◆ TASK DIRECTIONS
Please quote the material exactly, every line of it.

◆ MATERIAL FOR THE TASK
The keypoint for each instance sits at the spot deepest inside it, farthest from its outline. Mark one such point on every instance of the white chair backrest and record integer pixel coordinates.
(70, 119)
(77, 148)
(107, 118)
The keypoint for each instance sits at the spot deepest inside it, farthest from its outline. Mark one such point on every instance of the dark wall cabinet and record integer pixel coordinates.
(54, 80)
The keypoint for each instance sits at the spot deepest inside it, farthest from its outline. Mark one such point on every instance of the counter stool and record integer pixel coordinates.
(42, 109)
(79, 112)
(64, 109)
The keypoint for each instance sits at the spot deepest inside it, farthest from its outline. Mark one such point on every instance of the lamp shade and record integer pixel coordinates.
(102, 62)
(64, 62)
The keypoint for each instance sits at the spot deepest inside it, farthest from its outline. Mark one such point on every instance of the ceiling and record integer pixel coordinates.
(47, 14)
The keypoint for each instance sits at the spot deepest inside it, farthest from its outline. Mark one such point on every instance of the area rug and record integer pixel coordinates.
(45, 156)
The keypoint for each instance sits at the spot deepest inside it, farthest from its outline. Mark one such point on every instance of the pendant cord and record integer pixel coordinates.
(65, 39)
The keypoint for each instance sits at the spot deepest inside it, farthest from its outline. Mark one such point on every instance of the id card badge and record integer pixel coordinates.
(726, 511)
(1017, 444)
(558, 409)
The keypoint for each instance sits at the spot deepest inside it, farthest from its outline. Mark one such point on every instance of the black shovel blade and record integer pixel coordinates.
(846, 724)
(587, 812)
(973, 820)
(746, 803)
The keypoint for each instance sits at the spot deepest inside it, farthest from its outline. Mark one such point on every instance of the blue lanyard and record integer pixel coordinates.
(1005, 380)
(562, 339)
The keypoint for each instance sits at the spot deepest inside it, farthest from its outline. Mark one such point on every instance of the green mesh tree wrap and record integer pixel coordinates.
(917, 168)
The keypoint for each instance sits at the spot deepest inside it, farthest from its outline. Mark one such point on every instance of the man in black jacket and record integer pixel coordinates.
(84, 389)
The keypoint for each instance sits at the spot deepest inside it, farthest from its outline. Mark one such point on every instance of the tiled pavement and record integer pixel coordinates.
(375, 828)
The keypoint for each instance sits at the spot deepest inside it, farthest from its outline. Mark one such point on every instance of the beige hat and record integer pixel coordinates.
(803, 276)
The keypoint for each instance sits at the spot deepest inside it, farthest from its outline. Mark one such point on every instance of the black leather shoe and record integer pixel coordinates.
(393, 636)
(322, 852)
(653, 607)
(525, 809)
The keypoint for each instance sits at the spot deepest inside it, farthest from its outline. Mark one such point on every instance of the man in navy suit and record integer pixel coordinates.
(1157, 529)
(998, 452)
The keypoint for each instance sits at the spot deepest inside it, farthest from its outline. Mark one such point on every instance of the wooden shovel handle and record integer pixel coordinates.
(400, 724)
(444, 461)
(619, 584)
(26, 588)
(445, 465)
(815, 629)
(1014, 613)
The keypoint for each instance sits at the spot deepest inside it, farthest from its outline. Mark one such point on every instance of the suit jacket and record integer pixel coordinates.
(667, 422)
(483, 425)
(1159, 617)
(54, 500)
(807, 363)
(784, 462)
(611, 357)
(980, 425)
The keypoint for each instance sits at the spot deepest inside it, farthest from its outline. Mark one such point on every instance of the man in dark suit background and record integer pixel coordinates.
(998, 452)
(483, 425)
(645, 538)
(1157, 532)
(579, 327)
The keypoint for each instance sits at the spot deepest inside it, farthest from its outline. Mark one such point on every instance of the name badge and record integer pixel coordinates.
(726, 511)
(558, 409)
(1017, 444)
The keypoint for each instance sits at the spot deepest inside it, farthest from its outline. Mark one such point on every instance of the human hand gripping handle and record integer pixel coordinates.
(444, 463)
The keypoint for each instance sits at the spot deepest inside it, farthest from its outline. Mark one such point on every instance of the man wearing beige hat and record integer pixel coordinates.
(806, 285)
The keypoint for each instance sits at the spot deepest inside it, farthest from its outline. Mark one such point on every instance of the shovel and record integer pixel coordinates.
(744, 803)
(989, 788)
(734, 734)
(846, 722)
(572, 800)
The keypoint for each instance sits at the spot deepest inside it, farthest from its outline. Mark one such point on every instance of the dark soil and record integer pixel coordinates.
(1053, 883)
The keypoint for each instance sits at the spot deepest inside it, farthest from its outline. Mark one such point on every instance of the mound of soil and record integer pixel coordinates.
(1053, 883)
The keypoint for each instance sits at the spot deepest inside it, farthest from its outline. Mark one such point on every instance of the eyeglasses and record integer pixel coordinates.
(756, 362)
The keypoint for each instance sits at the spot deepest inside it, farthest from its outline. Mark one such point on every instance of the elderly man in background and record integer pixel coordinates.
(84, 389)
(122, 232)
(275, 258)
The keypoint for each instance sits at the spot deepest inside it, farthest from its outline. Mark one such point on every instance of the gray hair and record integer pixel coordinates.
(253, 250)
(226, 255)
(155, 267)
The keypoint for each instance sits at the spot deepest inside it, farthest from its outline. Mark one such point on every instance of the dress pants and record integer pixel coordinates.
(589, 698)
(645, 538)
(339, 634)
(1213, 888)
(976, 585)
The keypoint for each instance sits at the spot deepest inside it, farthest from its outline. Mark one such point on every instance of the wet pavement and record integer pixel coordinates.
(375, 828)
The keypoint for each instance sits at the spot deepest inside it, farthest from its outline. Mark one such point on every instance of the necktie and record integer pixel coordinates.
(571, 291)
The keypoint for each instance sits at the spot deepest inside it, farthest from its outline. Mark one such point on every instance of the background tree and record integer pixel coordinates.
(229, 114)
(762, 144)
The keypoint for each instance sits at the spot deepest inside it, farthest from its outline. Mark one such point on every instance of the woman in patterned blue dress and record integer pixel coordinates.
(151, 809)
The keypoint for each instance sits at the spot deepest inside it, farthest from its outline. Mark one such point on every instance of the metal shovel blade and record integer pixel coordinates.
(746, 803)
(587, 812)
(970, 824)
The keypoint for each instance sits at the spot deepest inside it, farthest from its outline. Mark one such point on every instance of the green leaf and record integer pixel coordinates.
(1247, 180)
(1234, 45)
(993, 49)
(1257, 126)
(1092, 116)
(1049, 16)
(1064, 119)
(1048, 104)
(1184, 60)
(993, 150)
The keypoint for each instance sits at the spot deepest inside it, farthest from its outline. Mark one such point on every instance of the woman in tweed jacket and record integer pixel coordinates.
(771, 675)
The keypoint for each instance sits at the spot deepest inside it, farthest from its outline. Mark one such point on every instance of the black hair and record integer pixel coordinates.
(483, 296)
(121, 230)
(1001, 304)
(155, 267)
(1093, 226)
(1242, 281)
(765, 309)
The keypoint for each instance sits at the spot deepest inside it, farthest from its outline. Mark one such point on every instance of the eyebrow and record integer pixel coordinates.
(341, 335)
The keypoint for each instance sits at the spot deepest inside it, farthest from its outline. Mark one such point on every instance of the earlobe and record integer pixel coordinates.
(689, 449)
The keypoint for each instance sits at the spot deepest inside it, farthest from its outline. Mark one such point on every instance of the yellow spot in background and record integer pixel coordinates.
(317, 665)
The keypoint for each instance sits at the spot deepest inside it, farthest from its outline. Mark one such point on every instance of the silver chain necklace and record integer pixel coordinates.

◆ EXERCISE RESULT
The keypoint for each instance sits at the spot deepest inside it, farthest from its outline. Mark one such point on every instance of the white chair backrest and record integer pixel coordinates.
(70, 119)
(77, 148)
(107, 118)
The keypoint for each instance sits at the spot deepest inside it, farthest from its outline. Mark one such point on every instance of the dark wall cabinet and record integer pixel coordinates.
(54, 80)
The keypoint for each instance sits at the spot deepest inside it, farthest from its outline. Mark one such point on every instance of the counter stool and record integer pixel coordinates.
(42, 109)
(79, 112)
(64, 109)
The keypoint for each instance sits at the spot deepest inside it, farthest from its outline. Mark one such point on every instance of the lamp shade and record integer pixel coordinates.
(102, 62)
(64, 62)
The keypoint for each instance sits at the spot deepest inside it, farthest from its outline. Mark one such point on every instance of the ceiling and record integer pixel coordinates.
(47, 14)
The keypoint for each instance sits at the spot deepest inside it, farthest from its outline. Mark one such point on every instance of the area rug and record integer pixel coordinates.
(45, 156)
The keypoint for each instance sits at the spot deepest inside it, farthest from its outline. Mark one such point on every instance of the pendant cord and record integer pixel coordinates.
(65, 39)
The keypoint for each instance sits at the spot deepest inside it, farthest from its outline. Mark one such point on every instance of the id card badge and record integer pixel coordinates.
(726, 511)
(1017, 444)
(558, 409)
The keypoint for each instance sits at the spot deepest inside it, farthest from its outline. Mark one such point on every instance of the black shovel blade and record integer pixel coordinates.
(846, 724)
(587, 812)
(973, 820)
(746, 803)
The keypoint for each instance sits at the spot deepest inside it, farthest from its outline. Mark one such point on every instance of the blue lanyard and record integer pixel coordinates.
(1005, 380)
(562, 339)
The keypoint for each instance sits at the spot deepest inside it, farthest from its outline. Mark one such point on every instance of the green mesh tree wrap and record integer pixel coordinates.
(917, 168)
The keypoint for each instance sits at the spot deepest inside it, farthest from its outline. Mark one such point on every instance of the man in black jacket and record integer pixel coordinates.
(84, 389)
The keypoint for each instance sits at the spot deepest inside it, farthest from its outline. Mark one such point on every instance of the tiled pavement and record integer pixel coordinates.
(375, 828)
The keypoint for each instance sits at the spot deepest inside it, farthest from its outline. Mark one such point on every instance of the beige hat and record integer pixel coordinates.
(803, 276)
The keypoint for each instance sits at the spot deepest inside it, farthest from its outline. Mark one such point on every instance of the black leather shoe and record integer pixel coordinates.
(393, 636)
(322, 852)
(653, 607)
(525, 809)
The keypoint for each instance sits at the spot deepest inside it, farthest from its outline. Mark one such point on every instance of the man in navy suit and record integer pixel coordinates.
(1157, 529)
(998, 452)
The keypoint for each instance sits at the spot deepest inside it, farthest from its outline. Mark one such point on every instance of the wooden shovel handle and record integer pixel coordinates.
(400, 724)
(444, 461)
(619, 584)
(26, 588)
(445, 465)
(815, 629)
(1014, 613)
The keypoint for each instance sits at the spot deepest inside it, farthest from its outline. Mark one such point on every instance of the suit jacket and record integer pixel coordinates.
(667, 422)
(483, 425)
(1159, 617)
(54, 500)
(807, 363)
(784, 462)
(611, 357)
(980, 425)
The keypoint for each instance sits at the spot deepest inside it, farthest from its outline. Mark one such point on every instance of the man in dark suit background and record integer pixel coordinates.
(998, 452)
(483, 425)
(645, 538)
(1157, 532)
(579, 327)
The keypoint for each instance sits at the spot deepest inside it, farthest from its outline. Mark one such point on every instance of the name badge and record integer pixel coordinates.
(726, 511)
(558, 409)
(1017, 444)
The keypoint for each instance sits at the spot deepest inside it, farthest from its outline. Mark one such point on every instance of the human hand gripping handle and record integer pixel coordinates.
(444, 463)
The keypoint for each instance sits at the spot deepest inside it, farthest from its outline. Mark one such point on every instance of the man wearing beige hat and record integer pixel coordinates.
(806, 285)
The keypoint for each instance sits at the spot deepest inside it, farthest from its outline. Mark one such point on every instance of the shovel and record integer pixel coordinates.
(744, 803)
(989, 788)
(734, 734)
(846, 722)
(572, 800)
The keypoint for each instance sits at the spot deepest inside it, farthest from its outline. Mark one such point on every instance of the dark soil and record integer pixel coordinates.
(1053, 883)
The keypoint for each instance sits at the spot deepest inside it, farthest from its outline. Mark one such point on every instance of the mound of soil and record integer pixel coordinates.
(1053, 883)
The keypoint for each instance sits at the spot deepest inside it, farthest from its outline. Mark one such point on every instance of the eyeglasses and record integer pixel coordinates.
(756, 362)
The keypoint for each instance sits at the spot deepest inside it, farthest from its outline. Mark one such point on every instance of the elderly man in background and record integer pixel coordinates.
(84, 389)
(122, 232)
(275, 258)
The keypoint for each instance sits at the spot deepest inside it, farthest from its outline. Mark one such point on every instance of the gray hair and record integer pixel coordinates.
(253, 250)
(226, 255)
(155, 267)
The keypoint for each instance sits at the spot deepest inside it, farthest from its outline. Mark one such point on every instance of the dress pants and record integer pixel coordinates.
(589, 698)
(645, 538)
(339, 634)
(1213, 888)
(976, 585)
The keypoint for each instance sits at the spot deepest inside it, farthest from its outline. Mark one such point on every instance of the wet pavement and record integer pixel coordinates.
(375, 828)
The keypoint for each instance sits at the spot deepest inside it, farthest from its outline. Mark one such point on every instance of the necktie and record integer pixel coordinates.
(571, 291)
The keypoint for each instance sits at the spot deepest inside it, farthest from its outline. Mark one such point on every instance of the background tree and record integer pixel coordinates.
(229, 114)
(762, 144)
The keypoint for each instance sits at the spot deepest inside it, farthest from its outline. Mark one such point on every instance of the woman in patterned blue dress and record integer pixel coordinates.
(151, 809)
The keypoint for each instance sits at the spot deepest inside it, farthest from its outline. Mark one such point on every instance of the metal shovel blade and record integer pixel coordinates.
(746, 803)
(587, 812)
(970, 824)
The keypoint for each instance sits at the spot deepest inside it, farthest from its outline. Mark one such point on every instance of the green leaf and record integer pixel coordinates.
(1247, 180)
(1234, 45)
(993, 49)
(1257, 126)
(1092, 116)
(1049, 16)
(1064, 119)
(1048, 104)
(1184, 60)
(993, 150)
The keypoint for each instance sits at the spot deepest inside it, farthest from its outline. Mark one such point on every instance of the woman in tweed jacket and record integer pixel coordinates.
(771, 675)
The keypoint for each instance sits at the spot deepest inside it, farthest from its outline. Mark one such point on every instance of the black hair and record integer pixel coordinates.
(483, 296)
(121, 230)
(1001, 304)
(155, 267)
(1093, 226)
(1242, 281)
(765, 309)
The keypoint for each instance sits at the spot deepest inside it, farthest from its outline. Mark one such point on every instance of the eyebrow and record integer pixel coordinates.
(341, 335)
The keypoint for each instance sits at the spot deepest inside it, farthest from its outline. Mark one such point on every instance of the earlobe and record integer pixel coordinates.
(689, 449)
The keypoint for each instance sits at the spot deepest inside it, farthest from its outline. Mark one such point on every instance of the yellow spot in background and record integer pixel coordinates.
(317, 665)
The keypoint for each instance sits at the spot deepest inside it, farthest from its outline. Mark one such point on every instance of the silver chain necklace and record integer pixel coordinates.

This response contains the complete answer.